— begin Provided records —

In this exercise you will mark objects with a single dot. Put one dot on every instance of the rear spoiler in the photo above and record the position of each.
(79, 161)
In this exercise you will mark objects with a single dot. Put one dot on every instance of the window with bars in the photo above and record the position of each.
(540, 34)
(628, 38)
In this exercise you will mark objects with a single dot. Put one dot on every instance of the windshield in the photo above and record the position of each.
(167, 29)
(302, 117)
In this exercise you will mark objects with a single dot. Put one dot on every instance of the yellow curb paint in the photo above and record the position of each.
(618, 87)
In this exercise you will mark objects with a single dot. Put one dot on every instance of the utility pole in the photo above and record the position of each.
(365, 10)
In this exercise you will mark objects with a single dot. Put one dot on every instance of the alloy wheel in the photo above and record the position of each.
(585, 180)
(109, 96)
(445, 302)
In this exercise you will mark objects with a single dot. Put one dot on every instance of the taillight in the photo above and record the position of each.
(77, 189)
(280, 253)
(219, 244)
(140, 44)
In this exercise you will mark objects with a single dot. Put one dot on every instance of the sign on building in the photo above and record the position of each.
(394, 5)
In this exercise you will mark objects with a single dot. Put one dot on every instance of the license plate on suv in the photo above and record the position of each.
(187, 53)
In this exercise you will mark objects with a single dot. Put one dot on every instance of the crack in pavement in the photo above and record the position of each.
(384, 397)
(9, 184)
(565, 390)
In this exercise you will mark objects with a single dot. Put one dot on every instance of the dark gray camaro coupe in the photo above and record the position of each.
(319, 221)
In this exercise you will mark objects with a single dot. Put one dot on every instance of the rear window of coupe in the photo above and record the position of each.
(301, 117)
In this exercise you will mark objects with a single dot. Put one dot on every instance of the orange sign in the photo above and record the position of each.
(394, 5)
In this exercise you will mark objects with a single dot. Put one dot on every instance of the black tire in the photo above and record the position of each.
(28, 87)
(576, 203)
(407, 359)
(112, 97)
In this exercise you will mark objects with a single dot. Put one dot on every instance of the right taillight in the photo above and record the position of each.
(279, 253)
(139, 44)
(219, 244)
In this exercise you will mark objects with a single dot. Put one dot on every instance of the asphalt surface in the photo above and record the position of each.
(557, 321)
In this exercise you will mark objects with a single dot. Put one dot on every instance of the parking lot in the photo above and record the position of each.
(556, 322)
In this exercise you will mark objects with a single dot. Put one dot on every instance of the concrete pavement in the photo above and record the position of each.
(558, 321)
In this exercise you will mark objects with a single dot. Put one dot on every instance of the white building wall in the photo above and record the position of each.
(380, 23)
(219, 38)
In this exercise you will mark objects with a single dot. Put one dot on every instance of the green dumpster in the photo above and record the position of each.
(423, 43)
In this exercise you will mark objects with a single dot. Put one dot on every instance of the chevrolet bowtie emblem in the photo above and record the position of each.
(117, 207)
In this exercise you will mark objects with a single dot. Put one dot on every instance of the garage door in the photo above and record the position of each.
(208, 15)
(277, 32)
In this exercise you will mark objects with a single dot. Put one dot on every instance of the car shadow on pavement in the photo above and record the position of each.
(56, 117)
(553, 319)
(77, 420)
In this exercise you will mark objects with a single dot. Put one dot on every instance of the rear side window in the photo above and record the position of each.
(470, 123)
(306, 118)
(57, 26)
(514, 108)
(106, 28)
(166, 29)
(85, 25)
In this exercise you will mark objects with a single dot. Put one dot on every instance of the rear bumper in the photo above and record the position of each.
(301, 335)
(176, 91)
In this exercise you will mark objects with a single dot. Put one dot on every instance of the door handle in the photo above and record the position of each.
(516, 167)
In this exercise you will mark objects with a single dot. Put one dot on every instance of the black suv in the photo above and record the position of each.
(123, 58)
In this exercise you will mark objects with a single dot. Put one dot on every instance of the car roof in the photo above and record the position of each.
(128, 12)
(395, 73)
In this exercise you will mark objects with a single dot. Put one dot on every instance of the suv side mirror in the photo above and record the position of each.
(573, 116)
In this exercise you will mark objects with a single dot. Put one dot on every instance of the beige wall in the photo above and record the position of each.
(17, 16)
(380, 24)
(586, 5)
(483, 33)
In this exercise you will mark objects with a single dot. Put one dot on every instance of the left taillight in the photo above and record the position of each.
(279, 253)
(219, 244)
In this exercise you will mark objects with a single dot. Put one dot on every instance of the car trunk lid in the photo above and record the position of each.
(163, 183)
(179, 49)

— end Provided records —

▶ [The problem]:
Reproduce every line of the listing above verbatim, from its first line to its last.

▶ [Solution for this problem]:
In this exercise you will mark objects with a single dot. Put one dot on every instance of the rear spoiler in the photo above and record the position of each.
(79, 161)
In this exercise you will mark objects with a single dot. Put one dot on every instance of the window with bars in the photo above and record the position of each.
(540, 34)
(628, 38)
In this exercise you will mark objects with a single dot. Put one dot on every instance of the windshield in the photo above and record the position of each.
(167, 29)
(302, 117)
In this exercise you will mark objects with a single dot. Put one dot on every instance of the yellow curb paint in the photo above and record the position of each.
(618, 87)
In this exercise you will mark objects with a single dot. Put one dot on every instance of the utility pole in the photo above and record the position of each.
(365, 10)
In this exercise you will mark objects with a single dot. Put one dot on every instance of the alloy wheel in the photo above and record the position of each.
(585, 180)
(109, 96)
(445, 302)
In this exercise you will mark objects with a single dot. Put one dot on every instance of the taillight in the photo above and record the position of each.
(77, 189)
(280, 253)
(219, 244)
(140, 44)
In this exercise you will mark objects with a single dot. Put one dot on every instance of the sign on building in the photo above and record the position of each.
(394, 5)
In this exercise you will mark objects with a single dot. Put one dot on every instance of the license plate on suv in the photo above and record the position of each.
(187, 53)
In this exercise you will mark objects with a single dot. Put one dot on every instance of the crack in pavement in the photo above and record the position of each.
(384, 397)
(9, 184)
(565, 390)
In this exercise you will mark objects with a single dot. Put one dot on every instance of the dark gray camaro coupe in the photo above and record the position of each.
(319, 221)
In this exercise you will mark objects with a single dot. Put one dot on every instance of the rear window of coupe in the photo above and record the position of each.
(301, 117)
In this exercise you will mark objects with a single dot. Put one dot on every instance of the orange sign in the photo above and record the position of each.
(394, 5)
In this exercise you will mark objects with a single dot. Put one dot on every instance of the black tire in the photo above and record the position of each.
(28, 87)
(576, 203)
(407, 359)
(112, 97)
In this exercise you will mark objects with a single dot. Put one dot on every instance of the right taillight in the photo above and record the position of each.
(279, 253)
(139, 44)
(219, 244)
In this exercise you will mark objects with a single dot. Put one dot on every instance of the asphalt surface in the photo above and record the position of each.
(557, 321)
In this exercise you will mark objects with a single dot. Put one dot on every instance of the parking lot in the photo above and record the position of each.
(556, 322)
In this exercise you will mark objects with a single dot. Put one dot on every instance of the concrete pavement in the photo above and record the position of each.
(558, 321)
In this exercise you will mark objects with a single dot. Put one dot on every instance of the white building wall in the photo above and record the position of each.
(380, 23)
(219, 38)
In this exercise you will mark objects with a single dot. Put one dot on every instance of the green dumpster in the photo above and record the position of each.
(423, 43)
In this exercise you will mark objects with a single dot. Put one dot on every instance of the chevrolet bowtie emblem in the photo above and record the position of each.
(117, 207)
In this exercise you will mark objects with a single dot. Put one dot on every instance of the garage door in the photo above and record the position of each.
(208, 15)
(277, 32)
In this exercise you will mark objects with a single dot. Put one dot on every instance of the car shadow on pavement in the photo above and record the position of each.
(56, 117)
(553, 319)
(77, 420)
In this exercise you will mark objects with a single dot. Put one dot on every instance of the rear side window in the photo above and record the position of each.
(470, 123)
(306, 118)
(57, 26)
(514, 108)
(106, 28)
(166, 29)
(85, 25)
In this exercise you will mark objects with a single dot. Put one dot on every instance of the rear bumper in the photo above and record the position of each.
(301, 335)
(176, 91)
In this exercise you will mark objects with a single dot. Put one dot on every instance of the door handle in the photo above and record the position of each.
(516, 167)
In this exercise you will mark objects with a single dot. Put one dot on every instance of the black suv in the photo above and record the position of each.
(123, 58)
In this exercise you will mark objects with a single dot. Put one dot on every instance of the car roof in the photo above and record the position of each.
(128, 12)
(395, 73)
In this exercise you will mark objects with a single dot. Put one dot on every instance of the suv side mirror in the photo above and record the position of each.
(573, 116)
In this exercise you will mark objects with a single dot. Put one dot on every instance of the beige wall in the photo above and record the position of each.
(17, 16)
(380, 24)
(586, 5)
(483, 33)
In this exercise you will mark objects with a single dot. Put one dot on every instance of the left taillight in the photo above and record the position of each.
(279, 253)
(219, 244)
In this exercise you will mark objects with a single dot. Put one dot on every instance of the car trunk lid in the photo above and record the position of each.
(163, 183)
(179, 49)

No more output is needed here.